*Aufgabe:* Ändern Sie den Auszug zur bayerischen Grundsteuer von „Beim bayerischen –“ bis einschließlich „befinden, gleich belastet.“ ab, indem Sie „gleich belastet“ durch „gleich besteuert“ ersetzen, und geben Sie diesen Teil vollständig wieder.

*Seitenauszug:*
Rz. 70
In Bayern wurde zur Besteuerung der Grundstücke als wirtschaftliche Einheiten des Grundvermögens (sog. Grundsteuer B) – abweichend vom Bundesrecht – ein wertunabhängiges – reines – "Flächenmodell" eingeführt.
In Abkehr vom Leistungsfähigkeitsprinzip wird vom bayerischen Gesetzgeber für die grundlegende Neuausrichtung der Ermittlung der Berechnungsgrundlage der sog. Grundsteuer B nach den Flächen der Grundstücke das Äquivalenzprinzip angeführt. Bei einer kommunalen Steuer, die an den Grundbesitz anknüpft, ergebe sich zwischen den öffentlichen Leistungen der Gemeinden für die Daseinsvorsorge und dem Steueraufkommen ein enger Zusammenhang. Die Flächen von Grund und Boden sowie Gebäude seien somit ein realitätsgerechter Verteilungsmaßstab für die von der örtlichen Kommune erbrachten – noch nicht durch Gebühren und Beiträge abgedeckten – öffentlichen Leistungen und der Intensität der jeweiligen Nutzung der kommunalen Infrastruktur.
Beim bayerischen – reinen – Flächenmodell sind weder der Wert noch die Lage der Grundstücke von Bedeutung. Gleich große und gleich genutzte Grundstücke werden somit innerhalb einer Gemeinde unabhängig davon, ob sie sich in einer guten oder schlechten Lage befinden, gleich belastet.

*Gegebenes Material:*
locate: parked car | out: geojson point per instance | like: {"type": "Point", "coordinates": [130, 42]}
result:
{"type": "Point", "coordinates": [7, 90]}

*Ergebnis der Übung:*
Beim bayerischen – reinen – Flächenmodell sind weder der Wert noch die Lage der Grundstücke von Bedeutung. Gleich große und gleich genutzte Grundstücke werden somit innerhalb einer Gemeinde unabhängig davon, ob sie sich in einer guten oder schlechten Lage befinden, gleich besteuert.